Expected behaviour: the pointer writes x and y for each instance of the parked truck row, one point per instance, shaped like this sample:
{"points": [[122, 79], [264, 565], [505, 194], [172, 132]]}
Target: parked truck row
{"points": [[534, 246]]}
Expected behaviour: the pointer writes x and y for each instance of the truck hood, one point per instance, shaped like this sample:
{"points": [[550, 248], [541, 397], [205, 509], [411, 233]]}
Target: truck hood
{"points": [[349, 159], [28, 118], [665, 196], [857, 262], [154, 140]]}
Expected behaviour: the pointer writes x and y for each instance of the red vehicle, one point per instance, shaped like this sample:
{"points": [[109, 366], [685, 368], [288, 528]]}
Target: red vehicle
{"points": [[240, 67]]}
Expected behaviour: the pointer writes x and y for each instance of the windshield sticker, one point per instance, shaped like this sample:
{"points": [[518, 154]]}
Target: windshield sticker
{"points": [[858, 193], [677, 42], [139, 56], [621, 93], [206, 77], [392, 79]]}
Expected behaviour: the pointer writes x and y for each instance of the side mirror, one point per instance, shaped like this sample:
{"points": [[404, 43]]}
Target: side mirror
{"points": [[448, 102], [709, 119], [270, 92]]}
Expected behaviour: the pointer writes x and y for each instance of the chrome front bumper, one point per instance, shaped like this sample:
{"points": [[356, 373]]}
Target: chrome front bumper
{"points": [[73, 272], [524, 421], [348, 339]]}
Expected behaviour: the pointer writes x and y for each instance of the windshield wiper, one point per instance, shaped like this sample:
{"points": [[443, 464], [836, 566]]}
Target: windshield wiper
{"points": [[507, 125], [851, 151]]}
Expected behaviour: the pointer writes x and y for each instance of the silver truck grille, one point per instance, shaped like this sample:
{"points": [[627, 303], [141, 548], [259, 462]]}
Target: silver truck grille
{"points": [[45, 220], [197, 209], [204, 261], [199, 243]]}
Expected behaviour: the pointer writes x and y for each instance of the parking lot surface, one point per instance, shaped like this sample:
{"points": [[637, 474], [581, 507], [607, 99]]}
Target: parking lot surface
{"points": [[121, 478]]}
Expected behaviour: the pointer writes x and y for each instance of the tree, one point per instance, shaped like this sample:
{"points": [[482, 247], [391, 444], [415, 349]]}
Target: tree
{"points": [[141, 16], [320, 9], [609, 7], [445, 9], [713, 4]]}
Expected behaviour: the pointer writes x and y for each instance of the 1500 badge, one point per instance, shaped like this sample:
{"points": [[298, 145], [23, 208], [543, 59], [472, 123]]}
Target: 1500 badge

| PROBLEM TO WORK ON |
In your response, give all the records again with nothing altered.

| RESPONSE AREA |
Expected behaviour: the pointer writes x and y for each instance of the parked truck row, one point per instance, shaped like this sample:
{"points": [[122, 79], [264, 565], [505, 194], [172, 132]]}
Target: parked truck row
{"points": [[534, 246]]}
Expected behaviour: the pointer writes x and y for each instance of the truck hood, one point per instance, shaped like this sample:
{"points": [[550, 248], [541, 397], [205, 509], [411, 233]]}
Target: truck hood
{"points": [[349, 159], [28, 118], [665, 196], [857, 262], [154, 140]]}
Expected behaviour: the pointer writes x and y for each instance of the red vehicle, one point per instance, shaped like this sample:
{"points": [[109, 366], [685, 368], [288, 528]]}
Target: red vehicle
{"points": [[240, 67]]}
Expected behaviour: the pointer writes x and y for each instance of the windshield sticker, one point per instance, shaped like this sample:
{"points": [[518, 154]]}
Target: windshield sticker
{"points": [[858, 193], [677, 42], [139, 56], [621, 93], [206, 77], [392, 79]]}
Expected behaviour: the pointer writes x and y for each instance of the side mirror, one point per instance, shaped like this sample:
{"points": [[404, 43]]}
Target: side mirror
{"points": [[448, 102], [709, 119], [270, 92]]}
Expected behaviour: the pointer writes x and y for each instance of the chrome front bumper, one point per instance, shaped like this sample:
{"points": [[356, 373]]}
Target: chrome front bumper
{"points": [[73, 272], [524, 421], [348, 339]]}
Expected behaviour: the pointer writes x and y for each instance of the windshield wiper, one point per instance, shaped like this sample:
{"points": [[443, 464], [836, 566]]}
Target: windshield wiper
{"points": [[507, 125], [851, 151]]}
Expected behaviour: the pointer writes x and y for each instance of the silver truck grille, one point per instance, shaped like this sample:
{"points": [[627, 303], [141, 548], [259, 462]]}
Target: silver truck grille
{"points": [[45, 220], [197, 209], [204, 261], [199, 243]]}
Expected behaviour: the pointer writes x and y for each instance of the parking lot surface, one point per instance, shaped like this sample:
{"points": [[637, 474], [581, 507], [607, 99]]}
Target: parking lot surface
{"points": [[121, 478]]}
Expected behaviour: the pointer writes x and y for each instance of the tree, one point per instance, shaped like this sample:
{"points": [[482, 247], [391, 444], [415, 349]]}
Target: tree
{"points": [[141, 16], [320, 9], [609, 7], [445, 9], [713, 4]]}
Expected behaviour: the pointer writes x and y for each instance of the 1500 badge, one point per instance, shaped like this sample:
{"points": [[298, 145], [23, 208], [543, 59], [472, 123]]}
Target: 1500 badge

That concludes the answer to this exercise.